Data for analysis Start Marker

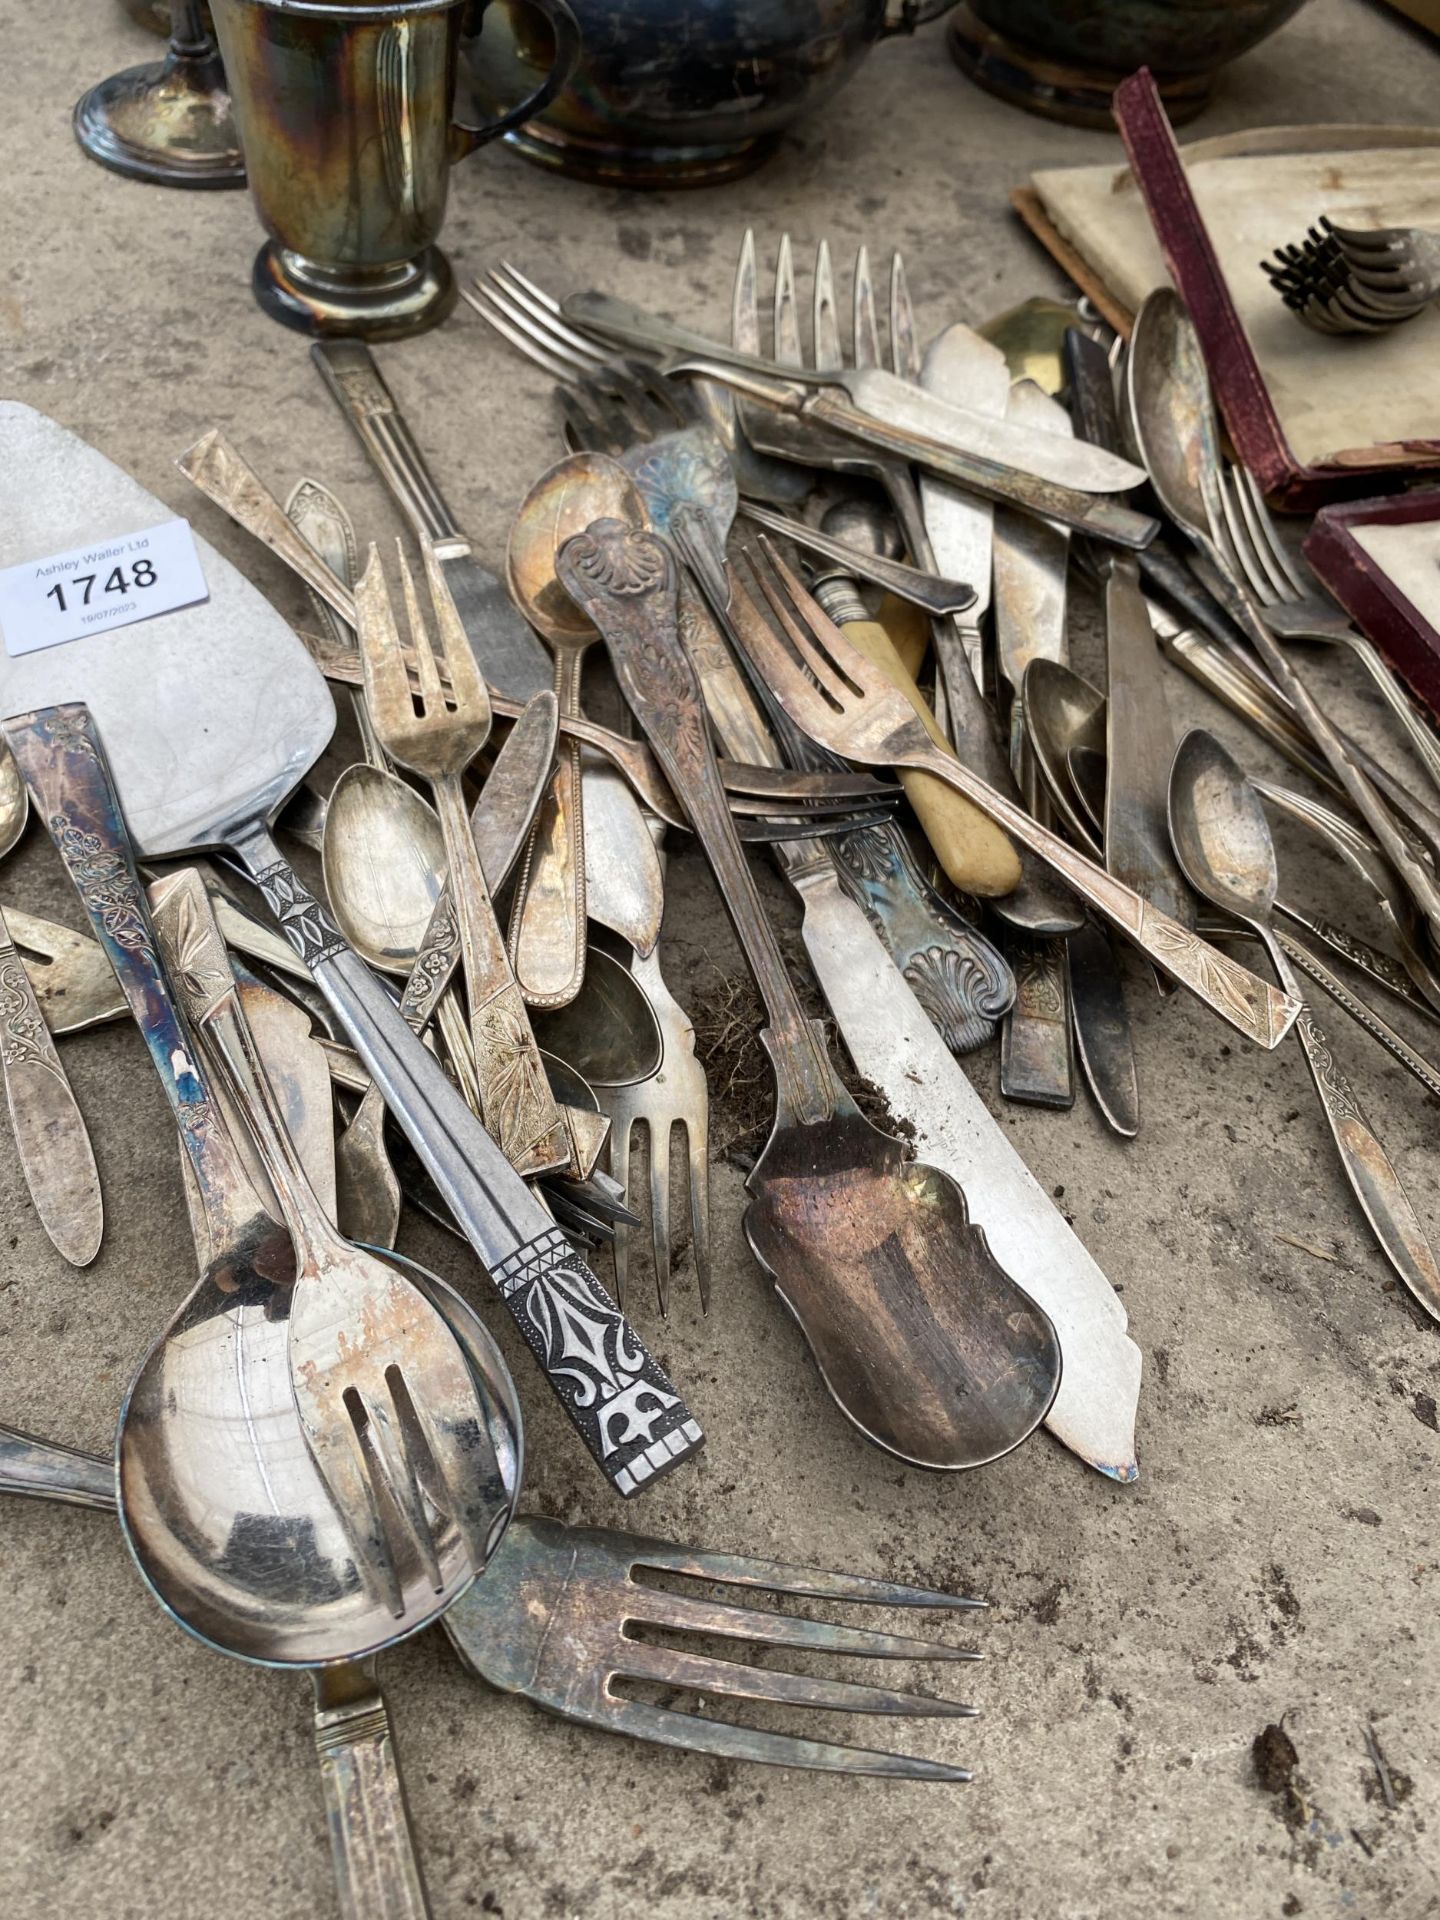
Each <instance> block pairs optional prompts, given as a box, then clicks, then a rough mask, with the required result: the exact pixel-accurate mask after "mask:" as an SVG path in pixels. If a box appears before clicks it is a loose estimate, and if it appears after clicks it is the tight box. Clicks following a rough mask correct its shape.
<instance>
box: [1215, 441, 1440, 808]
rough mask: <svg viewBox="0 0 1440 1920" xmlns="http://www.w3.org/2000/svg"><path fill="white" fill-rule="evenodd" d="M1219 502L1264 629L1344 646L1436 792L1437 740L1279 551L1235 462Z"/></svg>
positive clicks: (1294, 569)
mask: <svg viewBox="0 0 1440 1920" xmlns="http://www.w3.org/2000/svg"><path fill="white" fill-rule="evenodd" d="M1221 505H1223V513H1225V532H1227V534H1229V541H1231V547H1233V553H1235V561H1236V564H1238V568H1240V576H1242V578H1244V582H1246V586H1248V588H1250V591H1252V595H1254V599H1256V603H1258V607H1260V612H1261V618H1263V620H1265V626H1269V630H1271V632H1273V634H1275V636H1277V637H1279V639H1315V641H1323V643H1329V645H1338V647H1348V651H1350V653H1352V655H1354V657H1356V660H1357V662H1359V666H1363V668H1365V672H1367V674H1369V678H1371V682H1373V684H1375V689H1377V693H1379V695H1380V699H1382V701H1384V705H1386V707H1388V708H1390V712H1392V714H1394V716H1396V720H1400V724H1402V728H1404V730H1405V739H1407V741H1409V745H1411V749H1413V751H1415V756H1417V758H1419V762H1421V764H1423V768H1425V772H1427V774H1428V776H1430V783H1432V785H1434V787H1436V789H1438V791H1440V741H1438V739H1436V735H1434V732H1432V730H1430V726H1428V724H1427V722H1425V718H1423V716H1421V714H1419V712H1417V710H1415V707H1413V705H1411V703H1409V701H1407V699H1405V693H1404V689H1402V685H1400V684H1398V680H1396V676H1394V674H1392V672H1390V668H1388V666H1386V662H1384V657H1382V655H1380V653H1379V649H1377V647H1375V645H1373V643H1371V641H1369V639H1365V636H1363V634H1357V632H1356V628H1354V626H1352V624H1350V620H1348V618H1346V614H1344V612H1342V611H1340V609H1338V607H1336V605H1332V601H1327V599H1323V597H1321V595H1319V593H1315V591H1313V586H1309V584H1308V582H1306V580H1304V578H1302V574H1300V572H1298V568H1296V564H1294V561H1292V559H1290V555H1288V553H1286V551H1284V541H1283V540H1281V536H1279V530H1277V526H1275V520H1273V518H1271V511H1269V507H1267V505H1265V495H1263V493H1261V490H1260V484H1258V482H1256V478H1254V474H1252V472H1250V470H1248V468H1246V467H1240V465H1238V463H1233V461H1231V463H1225V467H1223V470H1221Z"/></svg>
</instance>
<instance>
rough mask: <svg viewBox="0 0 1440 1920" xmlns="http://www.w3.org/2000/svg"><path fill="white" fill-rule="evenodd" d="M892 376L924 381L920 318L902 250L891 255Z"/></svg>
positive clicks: (891, 335)
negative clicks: (918, 345) (913, 302)
mask: <svg viewBox="0 0 1440 1920" xmlns="http://www.w3.org/2000/svg"><path fill="white" fill-rule="evenodd" d="M891 372H895V374H899V376H900V380H920V346H918V342H916V315H914V307H912V305H910V286H908V282H906V278H904V255H902V253H900V252H899V250H897V252H895V253H891Z"/></svg>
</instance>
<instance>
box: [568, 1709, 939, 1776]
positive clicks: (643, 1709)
mask: <svg viewBox="0 0 1440 1920" xmlns="http://www.w3.org/2000/svg"><path fill="white" fill-rule="evenodd" d="M566 1713H568V1716H570V1718H578V1720H588V1722H589V1724H591V1726H603V1728H609V1730H611V1732H618V1734H630V1736H632V1738H634V1740H651V1741H655V1743H657V1745H662V1747H684V1749H687V1751H689V1753H710V1755H716V1757H718V1759H726V1761H760V1763H762V1764H768V1766H797V1768H804V1770H806V1772H818V1774H868V1776H872V1778H883V1780H950V1782H956V1784H960V1786H962V1784H964V1782H968V1780H970V1778H972V1776H970V1772H968V1770H966V1768H964V1766H950V1764H947V1763H945V1761H924V1759H920V1757H912V1755H904V1753H868V1751H866V1749H864V1747H837V1745H831V1743H829V1741H824V1740H799V1738H797V1736H795V1734H770V1732H764V1730H760V1728H755V1726H732V1724H730V1722H728V1720H705V1718H701V1716H699V1715H695V1713H676V1711H674V1709H672V1707H651V1705H649V1703H647V1701H639V1699H607V1703H605V1707H603V1709H599V1711H595V1709H589V1711H586V1709H578V1711H576V1713H570V1711H568V1709H566Z"/></svg>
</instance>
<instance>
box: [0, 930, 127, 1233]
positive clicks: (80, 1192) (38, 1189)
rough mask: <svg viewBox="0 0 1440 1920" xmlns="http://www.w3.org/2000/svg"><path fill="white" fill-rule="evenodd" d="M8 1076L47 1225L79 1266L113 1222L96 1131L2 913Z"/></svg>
mask: <svg viewBox="0 0 1440 1920" xmlns="http://www.w3.org/2000/svg"><path fill="white" fill-rule="evenodd" d="M0 1071H2V1073H4V1081H6V1104H8V1108H10V1125H12V1129H13V1133H15V1146H17V1150H19V1164H21V1169H23V1173H25V1183H27V1187H29V1188H31V1200H35V1212H36V1215H38V1217H40V1225H42V1227H44V1231H46V1233H48V1235H50V1240H52V1242H54V1246H56V1252H58V1254H61V1256H63V1258H65V1260H67V1261H69V1263H71V1267H88V1265H90V1261H92V1260H94V1256H96V1254H98V1252H100V1238H102V1235H104V1227H106V1219H104V1206H102V1200H100V1173H98V1169H96V1164H94V1150H92V1146H90V1133H88V1129H86V1125H84V1116H83V1114H81V1108H79V1102H77V1100H75V1094H73V1091H71V1085H69V1077H67V1075H65V1068H63V1066H61V1064H60V1054H58V1052H56V1043H54V1041H52V1039H50V1029H48V1027H46V1023H44V1014H42V1012H40V1002H38V1000H36V998H35V987H31V975H29V973H27V972H25V962H23V960H21V956H19V954H17V950H15V943H13V939H12V937H10V927H8V925H6V916H4V912H0Z"/></svg>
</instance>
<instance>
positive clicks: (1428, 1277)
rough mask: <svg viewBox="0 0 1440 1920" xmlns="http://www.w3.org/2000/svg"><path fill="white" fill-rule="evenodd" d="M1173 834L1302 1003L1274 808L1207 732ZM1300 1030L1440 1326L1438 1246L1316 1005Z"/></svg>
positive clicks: (1378, 1205) (1199, 736)
mask: <svg viewBox="0 0 1440 1920" xmlns="http://www.w3.org/2000/svg"><path fill="white" fill-rule="evenodd" d="M1169 831H1171V837H1173V841H1175V854H1177V858H1179V862H1181V866H1183V868H1185V877H1187V879H1188V881H1190V885H1192V887H1194V891H1196V893H1200V895H1204V899H1206V900H1210V902H1212V906H1219V908H1223V910H1225V912H1229V914H1233V916H1235V918H1236V920H1242V922H1244V924H1246V925H1250V927H1254V931H1256V933H1258V935H1260V941H1261V945H1263V947H1265V952H1267V954H1269V960H1271V966H1273V968H1275V973H1277V977H1279V981H1281V985H1283V987H1284V991H1286V993H1290V995H1294V996H1296V998H1300V983H1298V979H1296V975H1294V970H1292V968H1290V960H1288V958H1286V954H1284V948H1283V947H1281V941H1279V939H1277V935H1275V927H1273V922H1271V916H1273V912H1275V893H1277V887H1279V872H1277V864H1275V843H1273V839H1271V833H1269V822H1267V820H1265V808H1263V804H1261V801H1260V795H1258V793H1256V789H1254V787H1252V785H1250V781H1248V780H1246V774H1244V768H1240V766H1238V764H1236V760H1233V758H1231V755H1229V753H1227V751H1225V747H1221V743H1219V741H1217V739H1215V735H1213V733H1206V732H1204V730H1202V728H1196V730H1194V732H1192V733H1187V735H1185V739H1183V741H1181V747H1179V753H1177V755H1175V764H1173V768H1171V776H1169ZM1296 1033H1298V1035H1300V1043H1302V1046H1304V1050H1306V1064H1308V1066H1309V1077H1311V1079H1313V1083H1315V1092H1317V1094H1319V1102H1321V1108H1323V1112H1325V1119H1327V1121H1329V1127H1331V1133H1332V1137H1334V1144H1336V1148H1338V1152H1340V1165H1342V1167H1344V1173H1346V1179H1348V1181H1350V1188H1352V1192H1354V1196H1356V1200H1357V1202H1359V1206H1361V1212H1363V1213H1365V1219H1367V1221H1369V1225H1371V1231H1373V1235H1375V1238H1377V1242H1379V1246H1380V1252H1382V1254H1384V1256H1386V1260H1388V1261H1390V1265H1392V1267H1394V1269H1396V1273H1398V1275H1400V1279H1402V1281H1404V1283H1405V1286H1407V1288H1409V1292H1411V1294H1413V1296H1415V1300H1417V1302H1419V1306H1421V1308H1425V1311H1427V1313H1428V1315H1430V1317H1432V1319H1440V1265H1436V1258H1434V1252H1432V1250H1430V1242H1428V1240H1427V1236H1425V1229H1423V1225H1421V1221H1419V1217H1417V1213H1415V1208H1413V1206H1411V1200H1409V1194H1407V1192H1405V1188H1404V1187H1402V1183H1400V1175H1398V1173H1396V1169H1394V1165H1392V1164H1390V1160H1388V1156H1386V1152H1384V1146H1382V1144H1380V1140H1379V1137H1377V1135H1375V1129H1373V1127H1371V1123H1369V1121H1367V1119H1365V1116H1363V1112H1361V1108H1359V1100H1357V1098H1356V1092H1354V1089H1352V1087H1350V1083H1348V1081H1346V1077H1344V1073H1342V1071H1340V1068H1338V1064H1336V1060H1334V1054H1332V1052H1331V1044H1329V1041H1327V1039H1325V1035H1323V1033H1321V1029H1319V1027H1317V1025H1315V1018H1313V1014H1311V1012H1309V1006H1304V1004H1302V1008H1300V1014H1298V1018H1296Z"/></svg>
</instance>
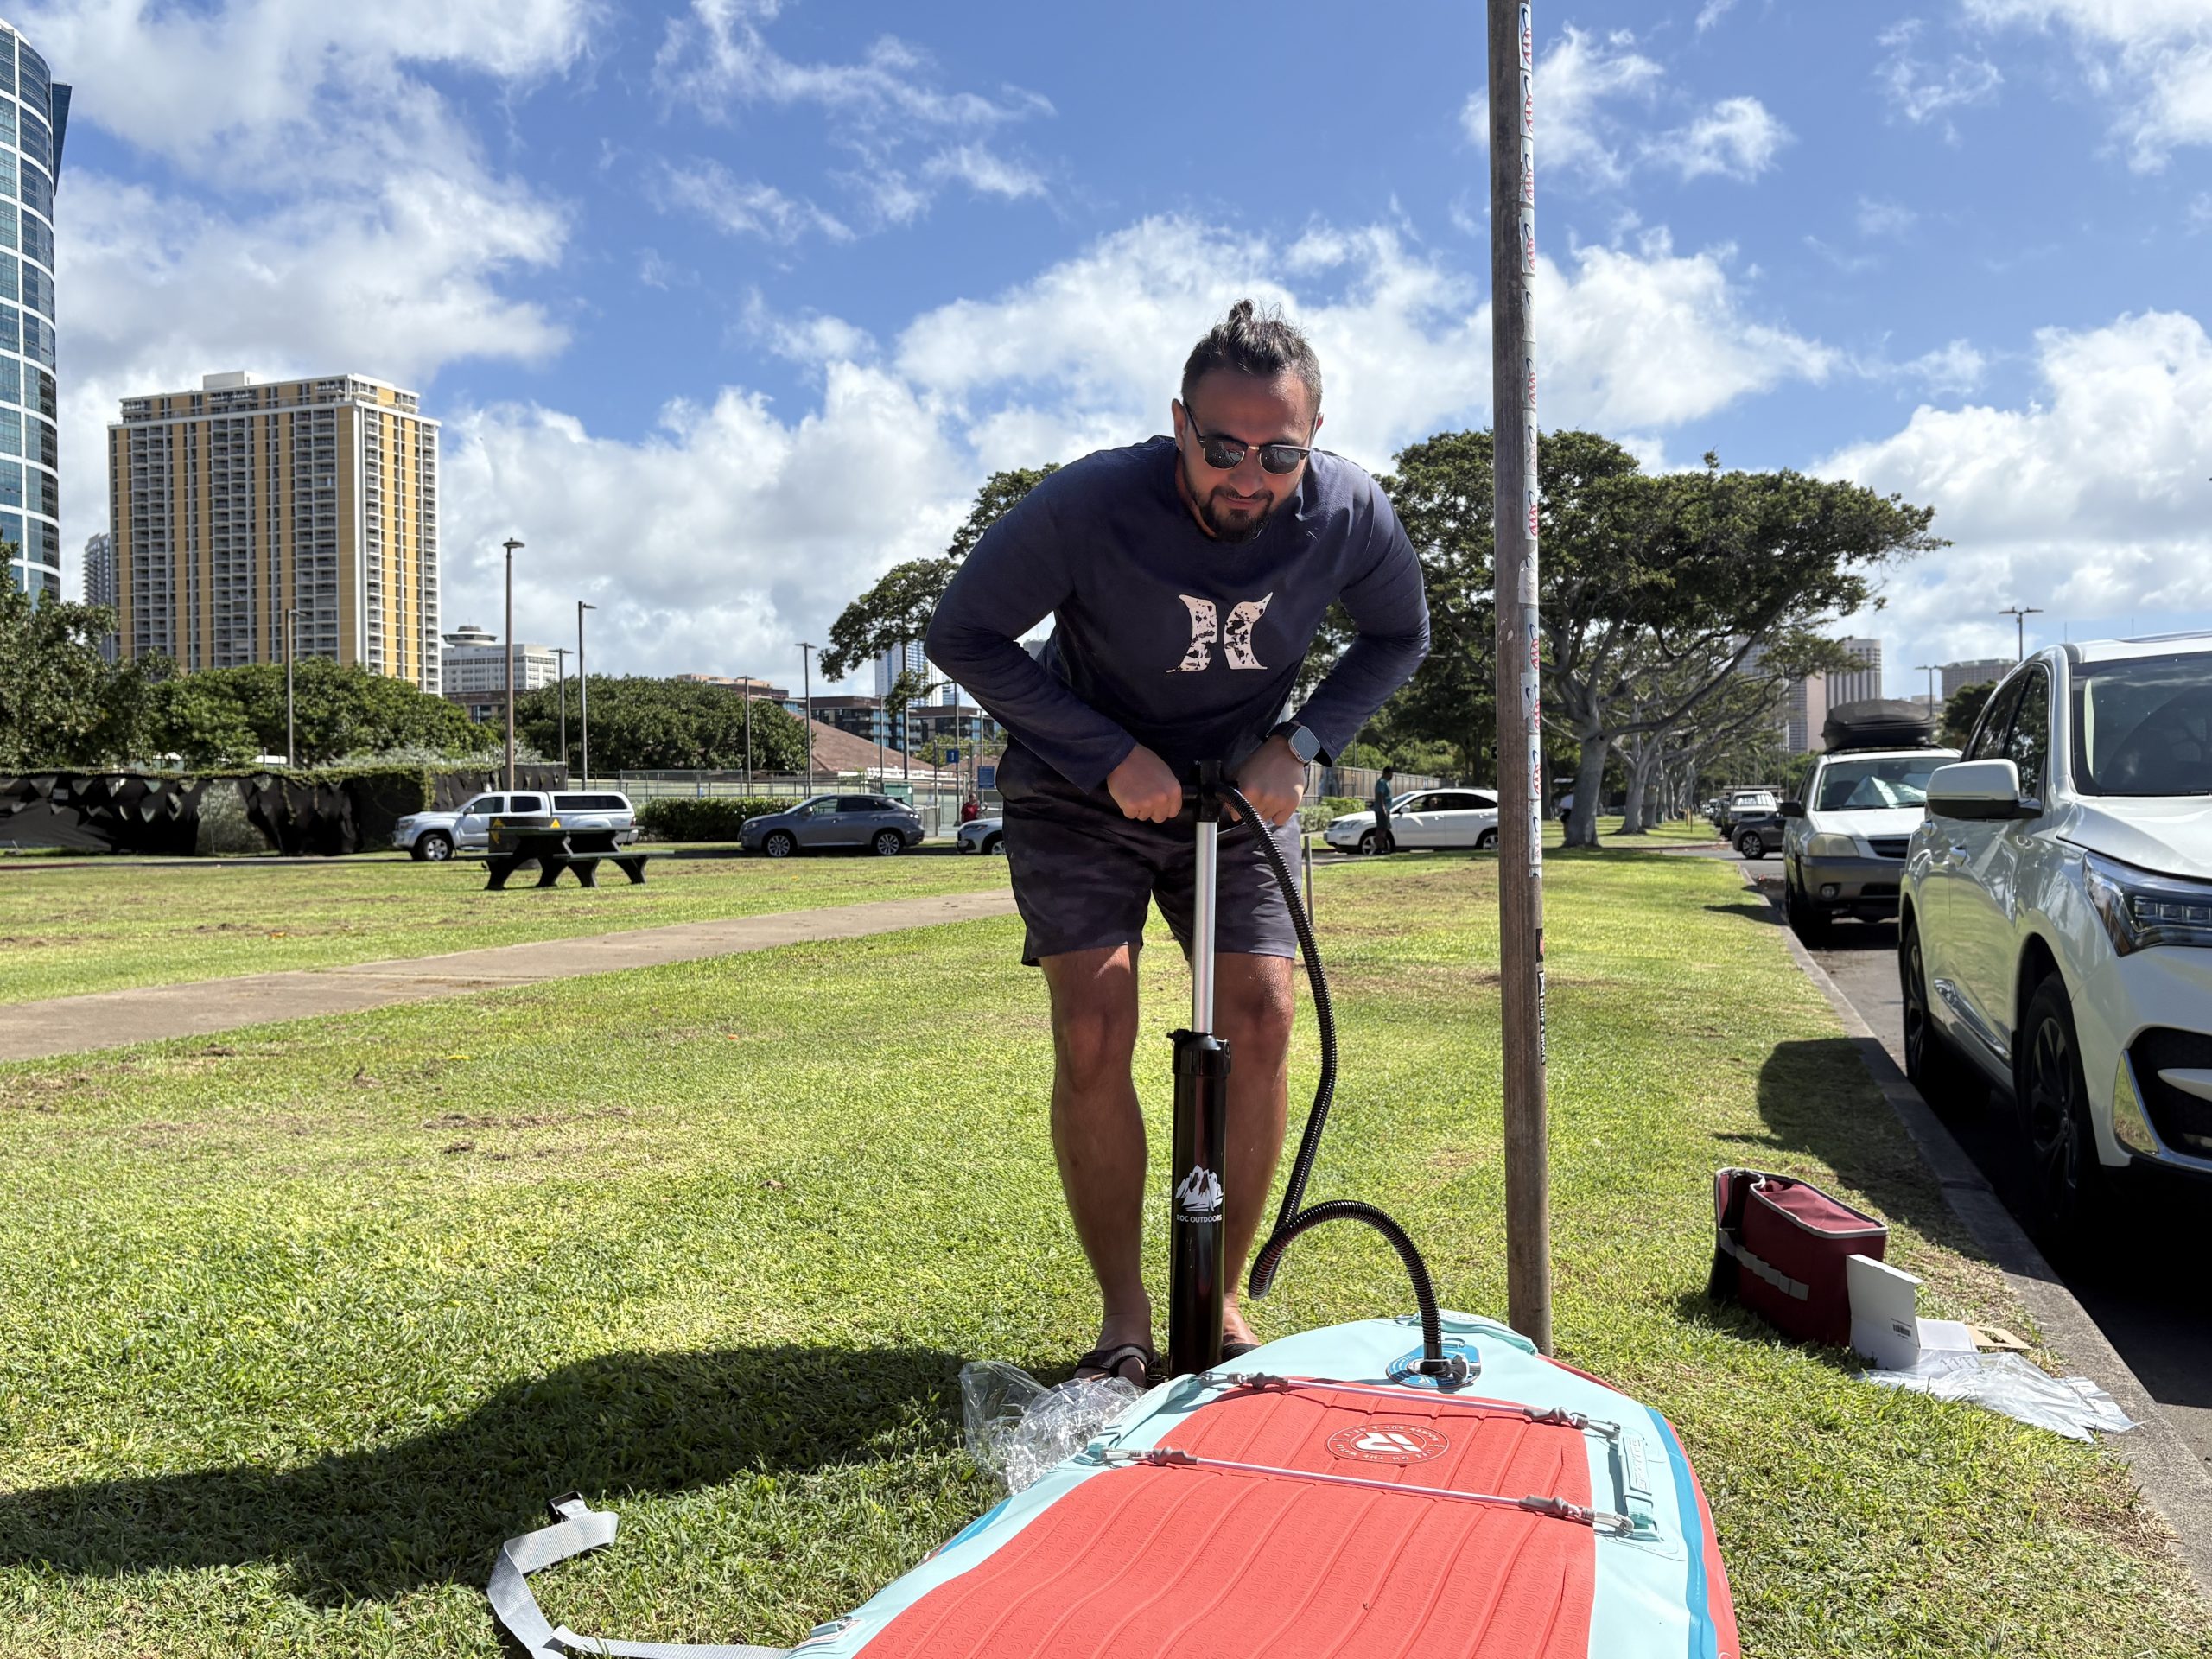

Data for analysis End Marker

- _What you will do_: Above are some lines. Repeat exactly, and only, those from the line that has "box: [1215, 441, 1440, 808]" through the line that has "502L1264 629L1344 646L1436".

- _Task answer_:
box: [1215, 441, 1440, 808]
rough mask: <svg viewBox="0 0 1440 1920" xmlns="http://www.w3.org/2000/svg"><path fill="white" fill-rule="evenodd" d="M1219 502L1264 629L1344 646L1436 792L1437 740L1279 551L1235 462Z"/></svg>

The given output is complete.